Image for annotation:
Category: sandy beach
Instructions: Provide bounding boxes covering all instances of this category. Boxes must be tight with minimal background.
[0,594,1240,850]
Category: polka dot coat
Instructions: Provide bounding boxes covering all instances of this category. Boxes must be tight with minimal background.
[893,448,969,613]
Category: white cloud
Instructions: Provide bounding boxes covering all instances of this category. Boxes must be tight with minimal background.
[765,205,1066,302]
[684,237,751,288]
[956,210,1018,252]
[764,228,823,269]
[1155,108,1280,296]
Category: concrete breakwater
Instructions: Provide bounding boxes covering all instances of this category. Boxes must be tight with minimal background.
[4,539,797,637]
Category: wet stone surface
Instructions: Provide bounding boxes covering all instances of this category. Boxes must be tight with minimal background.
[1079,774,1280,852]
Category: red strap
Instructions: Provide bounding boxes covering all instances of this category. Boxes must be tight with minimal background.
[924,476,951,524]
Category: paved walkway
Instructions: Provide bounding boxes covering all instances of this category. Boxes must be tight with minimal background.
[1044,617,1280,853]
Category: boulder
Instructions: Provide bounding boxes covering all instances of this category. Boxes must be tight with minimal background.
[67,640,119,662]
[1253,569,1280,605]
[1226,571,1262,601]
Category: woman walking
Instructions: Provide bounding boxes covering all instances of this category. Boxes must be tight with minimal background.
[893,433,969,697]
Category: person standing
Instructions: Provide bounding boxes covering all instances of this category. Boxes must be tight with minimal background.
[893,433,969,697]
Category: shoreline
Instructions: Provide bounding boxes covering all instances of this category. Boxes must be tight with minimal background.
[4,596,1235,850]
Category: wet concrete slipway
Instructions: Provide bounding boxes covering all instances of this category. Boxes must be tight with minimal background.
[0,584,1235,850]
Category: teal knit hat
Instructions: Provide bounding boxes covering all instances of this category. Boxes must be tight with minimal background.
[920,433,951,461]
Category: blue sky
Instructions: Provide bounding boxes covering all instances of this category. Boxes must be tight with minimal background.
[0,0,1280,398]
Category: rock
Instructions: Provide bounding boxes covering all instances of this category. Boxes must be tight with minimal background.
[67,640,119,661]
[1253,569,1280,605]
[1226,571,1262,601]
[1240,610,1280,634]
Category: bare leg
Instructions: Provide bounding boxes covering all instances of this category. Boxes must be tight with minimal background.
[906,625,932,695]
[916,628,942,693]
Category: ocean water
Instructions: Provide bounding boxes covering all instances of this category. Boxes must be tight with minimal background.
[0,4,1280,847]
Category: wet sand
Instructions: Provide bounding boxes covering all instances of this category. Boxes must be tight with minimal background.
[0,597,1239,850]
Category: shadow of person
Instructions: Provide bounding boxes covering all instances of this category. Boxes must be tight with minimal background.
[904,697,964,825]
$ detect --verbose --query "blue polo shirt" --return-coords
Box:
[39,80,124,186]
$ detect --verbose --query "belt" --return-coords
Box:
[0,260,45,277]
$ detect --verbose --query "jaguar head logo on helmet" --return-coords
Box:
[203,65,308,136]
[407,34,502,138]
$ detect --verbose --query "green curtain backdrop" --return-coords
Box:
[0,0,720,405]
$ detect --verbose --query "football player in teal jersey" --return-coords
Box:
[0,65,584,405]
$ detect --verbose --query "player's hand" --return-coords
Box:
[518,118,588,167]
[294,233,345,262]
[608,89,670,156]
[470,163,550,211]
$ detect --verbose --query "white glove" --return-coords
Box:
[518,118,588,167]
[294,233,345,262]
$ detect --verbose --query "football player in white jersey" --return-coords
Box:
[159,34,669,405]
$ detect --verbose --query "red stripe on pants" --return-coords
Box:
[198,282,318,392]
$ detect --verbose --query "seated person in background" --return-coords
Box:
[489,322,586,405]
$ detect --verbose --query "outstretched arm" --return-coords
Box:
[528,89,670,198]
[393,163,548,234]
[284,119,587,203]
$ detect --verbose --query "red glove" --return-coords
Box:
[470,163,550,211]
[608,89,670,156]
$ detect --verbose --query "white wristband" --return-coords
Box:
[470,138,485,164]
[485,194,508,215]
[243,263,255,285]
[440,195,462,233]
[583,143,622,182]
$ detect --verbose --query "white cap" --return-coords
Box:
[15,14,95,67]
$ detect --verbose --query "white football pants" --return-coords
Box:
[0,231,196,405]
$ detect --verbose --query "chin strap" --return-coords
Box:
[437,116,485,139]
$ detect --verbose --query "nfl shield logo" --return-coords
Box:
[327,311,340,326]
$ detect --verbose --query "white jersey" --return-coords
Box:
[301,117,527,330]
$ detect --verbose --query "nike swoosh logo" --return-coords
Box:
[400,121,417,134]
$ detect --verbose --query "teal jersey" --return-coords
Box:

※ ※ ※

◆ **Instruction**
Retype every line of the listing above exactly as it appears, from the first line to the last.

◆ **Result for this task**
Image for annotation:
Category: sandy beach
Instructions: Provide bounding boxes covering all instances of this category. Boxes must be tight with minimal background.
[0,594,1240,850]
Category: polka dot coat
Instructions: Provide bounding boxes covering all instances of this category. Boxes must be tight with minimal background.
[893,448,969,613]
Category: white cloud
Instructions: Provide bounding boxes covering all instances of this category. Boxes must be tight with minimal background.
[765,205,1066,302]
[684,237,751,288]
[956,210,1018,252]
[764,228,823,269]
[1155,108,1280,296]
Category: concrete breakwater
Instructions: Provide bounding boxes covering all instances of this category. Boxes must be tight with minimal background.
[4,539,797,637]
Category: wet stone surface
Instructions: Provide bounding boxes covering all instances of this category. Boxes must be tight with minimal background.
[1079,774,1280,852]
Category: red strap
Instructions: Provide bounding boxes covering all instances of this category. Boxes must be tight with minimal background.
[924,476,951,524]
Category: paved walkway
Instructions: Provide bounding boxes covering all instances of this category. Boxes must be tight with minimal background.
[1044,617,1280,853]
Category: boulder
Instructions: Provide bounding boxes covering all instances of this category. Boxes must be tight with minimal background.
[67,640,119,662]
[1253,569,1280,605]
[1226,571,1262,601]
Category: woman walking
Instructions: Provide bounding boxes covering all instances of this category. Boxes must be tight with minimal background.
[893,433,969,697]
Category: person standing
Instructions: Provide bounding boxes covering all instances of this category. Boxes must be tight with minimal background.
[893,433,969,697]
Category: shoreline
Instructions: Provide bounding boxes covering all instances of this category. Boxes must be tight with minimal background.
[4,596,1235,850]
Category: wet concrete slipway
Instructions: Provide bounding boxes covering all instances of this category. Boxes must be tight with minimal background.
[0,584,1235,850]
Category: teal knit hat
Instructions: Provide bounding boxes covering all instances of this category. Boxes must be tight with minimal background.
[920,433,951,461]
Category: blue sky
Instructions: Provide bounding boxes covering all instances of this category. Boxes must be tight with minimal background.
[0,0,1280,398]
Category: rock
Instructions: Provide bounding boxes covering all instances of this category. Boxes must be tight with minimal background.
[67,640,119,661]
[1253,569,1280,605]
[1226,571,1262,601]
[1240,610,1280,634]
Category: bare leg
Instructions: Provide bounding boxes covering all instances of this category. Boxes must be tight with minimal background.
[906,625,932,695]
[916,628,942,693]
Category: ocean water
Instructions: Provide bounding boxes covering all instances of this category. Boxes must be tight with minimal background.
[0,4,1280,847]
Category: wet sand
Instructions: Provide bounding boxes covering all instances of this category. Boxes must be tight with minimal background.
[0,597,1239,850]
Category: shadow of person
Instructions: Provide bounding boxes covering all instances of this category. Boxes must be tight with minimal background.
[904,697,964,825]
$ detect --verbose --query "blue polo shirt" --return-coords
Box:
[39,80,124,186]
$ detect --verbose --query "belt" --return-coords
Box:
[0,260,45,277]
$ detect --verbose --query "jaguar head logo on helmet" --return-coords
Box:
[203,65,308,136]
[407,34,502,138]
$ detect --verbose --query "green curtain backdrop" --return-coords
Box:
[0,0,720,405]
$ detect --verbose --query "football player in teal jersey" --return-coords
Box:
[0,65,584,405]
$ detect --verbose --query "player's hand" --return-coords
Box:
[518,118,588,167]
[294,233,345,262]
[608,89,670,156]
[470,163,550,211]
$ detect --verbose --query "white glove" --return-coords
Box:
[518,118,588,167]
[294,233,345,262]
$ detect --verbose --query "football player in white jersey" --return-coords
Box:
[159,34,669,405]
$ detect --verbose --query "red stripe on pants" --return-coords
Box:
[198,282,318,392]
$ detect --verbose --query "seated person in background" --return-coords
Box:
[489,322,586,405]
$ detect --verbose --query "outstretched arm" --return-coords
Box:
[528,89,670,198]
[393,163,548,234]
[284,119,587,203]
$ detect --verbose --query "red glove" --return-coords
Box:
[470,163,550,211]
[608,89,670,156]
$ detect --verbose --query "white wristband" --return-coords
Box:
[470,138,485,164]
[485,194,508,215]
[243,263,255,285]
[440,195,462,233]
[583,143,622,182]
$ detect --verbose --query "white cap" --return-coords
Box:
[15,14,95,67]
$ detect --verbose --query "white football pants" --return-coords
Box:
[0,231,196,405]
$ detect --verbose --query "chin strap" --return-coords
Box:
[437,116,485,139]
$ detect --verbose --query "nfl shield logo" --return-coords
Box:
[327,311,340,326]
$ detect --verbose --query "white jersey" --return-coords
Box:
[301,117,527,330]
$ detect --verbose --query "nike swoosh logo" --return-coords
Box:
[400,121,417,134]
$ detect --verbose --query "teal jersey" --return-coords
Box:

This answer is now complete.